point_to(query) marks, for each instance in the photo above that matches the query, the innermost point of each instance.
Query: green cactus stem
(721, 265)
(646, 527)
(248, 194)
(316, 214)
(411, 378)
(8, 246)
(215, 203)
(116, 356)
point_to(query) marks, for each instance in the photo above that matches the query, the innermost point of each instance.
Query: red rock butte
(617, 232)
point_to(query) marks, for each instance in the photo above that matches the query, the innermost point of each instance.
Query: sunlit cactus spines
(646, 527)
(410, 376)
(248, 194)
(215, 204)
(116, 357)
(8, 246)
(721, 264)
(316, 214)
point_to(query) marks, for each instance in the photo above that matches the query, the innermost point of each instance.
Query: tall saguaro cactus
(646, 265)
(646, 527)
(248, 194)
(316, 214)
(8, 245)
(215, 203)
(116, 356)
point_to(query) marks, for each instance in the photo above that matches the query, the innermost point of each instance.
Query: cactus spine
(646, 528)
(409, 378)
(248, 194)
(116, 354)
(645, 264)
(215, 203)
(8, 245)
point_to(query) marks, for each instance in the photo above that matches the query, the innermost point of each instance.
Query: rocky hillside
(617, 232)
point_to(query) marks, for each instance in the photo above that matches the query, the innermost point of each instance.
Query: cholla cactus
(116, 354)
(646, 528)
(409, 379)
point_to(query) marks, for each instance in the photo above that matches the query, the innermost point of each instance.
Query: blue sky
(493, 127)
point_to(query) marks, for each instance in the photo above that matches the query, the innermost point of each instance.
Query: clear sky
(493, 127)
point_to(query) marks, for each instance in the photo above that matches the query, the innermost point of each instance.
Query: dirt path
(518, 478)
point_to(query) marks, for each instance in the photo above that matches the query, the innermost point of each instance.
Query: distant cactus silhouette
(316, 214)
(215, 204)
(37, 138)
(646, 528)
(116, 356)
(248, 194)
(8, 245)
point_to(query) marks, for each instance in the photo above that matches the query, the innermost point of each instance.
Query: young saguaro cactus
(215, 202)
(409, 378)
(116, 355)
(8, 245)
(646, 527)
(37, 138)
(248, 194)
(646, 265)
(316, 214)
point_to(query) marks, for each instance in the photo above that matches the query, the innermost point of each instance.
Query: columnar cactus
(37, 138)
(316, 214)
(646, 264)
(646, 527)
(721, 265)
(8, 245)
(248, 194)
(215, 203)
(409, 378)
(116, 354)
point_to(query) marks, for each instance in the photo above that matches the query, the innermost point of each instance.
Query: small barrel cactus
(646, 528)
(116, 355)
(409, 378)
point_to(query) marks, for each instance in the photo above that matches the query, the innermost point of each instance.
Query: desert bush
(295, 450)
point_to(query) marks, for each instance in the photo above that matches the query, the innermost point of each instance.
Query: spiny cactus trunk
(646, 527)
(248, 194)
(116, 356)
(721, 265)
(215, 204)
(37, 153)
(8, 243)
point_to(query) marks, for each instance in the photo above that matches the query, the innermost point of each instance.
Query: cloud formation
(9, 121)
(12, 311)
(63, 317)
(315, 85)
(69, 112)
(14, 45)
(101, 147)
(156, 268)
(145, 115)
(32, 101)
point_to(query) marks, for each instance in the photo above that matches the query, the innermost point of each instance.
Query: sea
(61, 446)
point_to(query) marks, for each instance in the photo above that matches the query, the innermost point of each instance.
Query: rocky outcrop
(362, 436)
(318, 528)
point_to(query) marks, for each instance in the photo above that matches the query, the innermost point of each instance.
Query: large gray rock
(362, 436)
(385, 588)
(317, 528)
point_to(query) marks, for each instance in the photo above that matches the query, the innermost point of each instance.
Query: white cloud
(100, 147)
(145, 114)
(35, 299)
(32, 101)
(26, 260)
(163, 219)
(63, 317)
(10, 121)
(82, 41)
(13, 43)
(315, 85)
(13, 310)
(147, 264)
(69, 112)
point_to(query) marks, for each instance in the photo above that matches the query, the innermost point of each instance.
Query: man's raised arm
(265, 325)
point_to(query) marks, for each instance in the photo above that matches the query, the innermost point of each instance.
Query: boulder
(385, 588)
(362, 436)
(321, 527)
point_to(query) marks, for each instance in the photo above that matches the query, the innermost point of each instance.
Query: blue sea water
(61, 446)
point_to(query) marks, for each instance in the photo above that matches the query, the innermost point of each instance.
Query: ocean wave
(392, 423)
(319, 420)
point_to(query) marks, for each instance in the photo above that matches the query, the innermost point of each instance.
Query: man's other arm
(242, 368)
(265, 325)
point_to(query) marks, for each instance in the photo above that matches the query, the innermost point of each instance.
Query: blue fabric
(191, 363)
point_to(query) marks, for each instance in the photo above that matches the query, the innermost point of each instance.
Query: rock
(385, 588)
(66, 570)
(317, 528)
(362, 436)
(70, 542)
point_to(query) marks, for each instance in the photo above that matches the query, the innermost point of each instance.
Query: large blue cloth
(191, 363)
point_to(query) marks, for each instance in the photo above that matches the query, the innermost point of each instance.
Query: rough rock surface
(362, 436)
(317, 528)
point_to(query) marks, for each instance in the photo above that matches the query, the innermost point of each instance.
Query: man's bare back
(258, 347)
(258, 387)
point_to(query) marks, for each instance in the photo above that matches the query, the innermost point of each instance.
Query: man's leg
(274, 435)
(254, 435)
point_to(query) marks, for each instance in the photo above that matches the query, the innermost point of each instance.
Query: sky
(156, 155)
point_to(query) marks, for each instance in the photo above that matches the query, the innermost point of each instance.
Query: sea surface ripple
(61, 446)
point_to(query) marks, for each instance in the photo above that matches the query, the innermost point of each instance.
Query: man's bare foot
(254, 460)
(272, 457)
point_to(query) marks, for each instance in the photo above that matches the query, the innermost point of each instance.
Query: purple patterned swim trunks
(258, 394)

=== Assignment ===
For each line in the data, set it down again exactly.

=== Final answer ===
point_to(query) marks, for each instance in the photo above that matches the query, the innermost point of each instance.
Query: green cactus stem
(721, 265)
(646, 527)
(248, 194)
(316, 214)
(411, 378)
(8, 246)
(215, 203)
(116, 356)
point_to(query) marks, for each instance in the photo above that matches the query, the innermost point of each instance.
Query: red rock butte
(617, 232)
point_to(query) marks, for each instance in the photo above that matches the query, the innermost point of each instance.
Query: sunlit cactus spines
(646, 527)
(410, 376)
(248, 194)
(215, 204)
(116, 357)
(8, 246)
(721, 264)
(316, 214)
point_to(query) marks, for each instance in the photo above that matches the query, the innermost point of each instance.
Query: tall saguaro cactus
(646, 265)
(646, 527)
(248, 194)
(316, 214)
(8, 245)
(215, 203)
(116, 356)
point_to(query) marks, for each instance in the photo above that matches the query, the innermost point of each instance.
Query: cactus spine
(646, 528)
(409, 378)
(248, 194)
(116, 354)
(645, 264)
(215, 203)
(8, 245)
point_to(query) marks, for each instance in the photo above that matches the query, the innermost point of each instance.
Query: rocky hillside
(617, 232)
point_to(query) marks, for each instance in the photo above that matches the query, the innermost point of each instance.
Query: cholla cactus
(116, 354)
(646, 528)
(409, 379)
point_to(query) marks, for each instance in the photo above that matches the query, the innermost point of each instance.
Query: blue sky
(493, 127)
point_to(query) marks, for each instance in the photo above that matches the query, the innermost point of each instance.
Query: clear sky
(493, 127)
point_to(query) marks, for each instance in the photo above that matches the query, the innermost point of each instance.
Query: dirt path
(518, 478)
point_to(query) marks, for each instance in the photo above that matches the query, the innermost point of each instance.
Query: distant cactus silhouette
(316, 214)
(215, 204)
(37, 138)
(646, 528)
(116, 356)
(248, 194)
(8, 245)
point_to(query) marks, for each instance in the photo above that matches the query, the innermost point of each instance.
Query: young saguaro cactus
(215, 202)
(409, 378)
(116, 355)
(8, 245)
(646, 527)
(37, 138)
(248, 194)
(646, 265)
(316, 214)
point_to(query) marks, for each instance in the photo above that matches the query, the innermost point of each instance.
Query: columnar cactus
(37, 138)
(316, 214)
(646, 264)
(646, 527)
(721, 265)
(8, 245)
(248, 194)
(215, 203)
(409, 378)
(116, 354)
point_to(query) marks, for each instance in the photo above that matches the query, the innermost point of each instance.
Query: small barrel cactus
(646, 528)
(116, 355)
(409, 378)
point_to(query) marks, for each instance in the photo above that matches the query, the innermost point of each instance.
Query: desert bush
(295, 450)
point_to(query) marks, for each instance in the photo above that matches the query, the innermost point of each instance.
Query: spiny cactus trunk
(646, 527)
(248, 194)
(116, 356)
(721, 265)
(215, 204)
(37, 153)
(8, 243)
point_to(query) marks, for each instance in the photo above that matches the query, the innermost point of each instance.
Query: cloud formation
(9, 121)
(12, 311)
(63, 317)
(315, 85)
(69, 112)
(14, 45)
(101, 147)
(156, 268)
(145, 115)
(32, 101)
point_to(query) marks, for each instance in the photo above that matches the query, the innermost point of each instance.
Query: sea
(61, 446)
point_to(query) marks, for each instance in the photo above that matches the query, the innermost point of each instance.
Query: rocky outcrop
(362, 436)
(318, 528)
point_to(query) marks, for each instance in the photo above that matches the query, the innermost point of each instance.
Query: large gray rock
(362, 436)
(385, 588)
(317, 528)
point_to(query) marks, for each instance in the photo above that matches the query, the innermost point of each instance.
Query: white cloud
(100, 147)
(145, 114)
(35, 299)
(32, 101)
(26, 260)
(163, 219)
(63, 317)
(10, 121)
(82, 41)
(13, 43)
(315, 85)
(13, 310)
(147, 264)
(69, 112)
point_to(query) marks, for each instance in the photo above that matches the query, the innermost point of each instance.
Query: man's raised arm
(265, 325)
point_to(query) marks, for each instance in the photo above that matches the query, the innermost point of each instance.
Query: boulder
(385, 588)
(362, 436)
(321, 527)
point_to(query) marks, for each instance in the photo above that matches the query, the innermost point of each instance.
Query: blue sea water
(61, 446)
point_to(query) marks, for each instance in the photo above that matches the query, the innermost point of each instance.
Query: ocean wave
(392, 423)
(319, 420)
point_to(query) marks, for each instance in the photo above that matches the query, the innermost point of each instance.
Query: man's other arm
(242, 368)
(265, 325)
point_to(query) marks, for each instance in the photo above that matches the query, the innermost point of each instance.
Query: blue fabric
(191, 363)
point_to(query) marks, for each instance in the photo above that matches the query, the innermost point of each instance.
Query: rock
(385, 588)
(66, 570)
(317, 528)
(362, 436)
(70, 542)
point_to(query) marks, for each instance in the photo above that matches the query, the innermost point of each instance.
Query: large blue cloth
(191, 363)
point_to(query) marks, for each instance in the photo above that matches the query, the innermost point of each instance.
Query: rough rock surface
(362, 436)
(317, 528)
point_to(query) marks, for each instance in the photo above that matches the query, the innermost point of each instance.
Query: man's bare back
(258, 347)
(258, 387)
point_to(query) marks, for each instance in the photo above that matches the query, the innermost point of each instance.
Query: man's leg
(274, 435)
(254, 435)
point_to(query) marks, for each instance in the photo above that matches the query, the innermost point of each instance.
Query: sky
(156, 155)
point_to(query) marks, for each instance in the photo above that matches the query, the innermost point of each instance.
Query: sea surface ripple
(61, 446)
point_to(query) marks, for each instance in the photo above that matches the query, the innermost point of each instance.
Query: man's bare foot
(254, 460)
(272, 457)
point_to(query) marks, for each instance in the photo above that matches the query, the innermost point of each instance.
Query: purple patterned swim trunks
(258, 394)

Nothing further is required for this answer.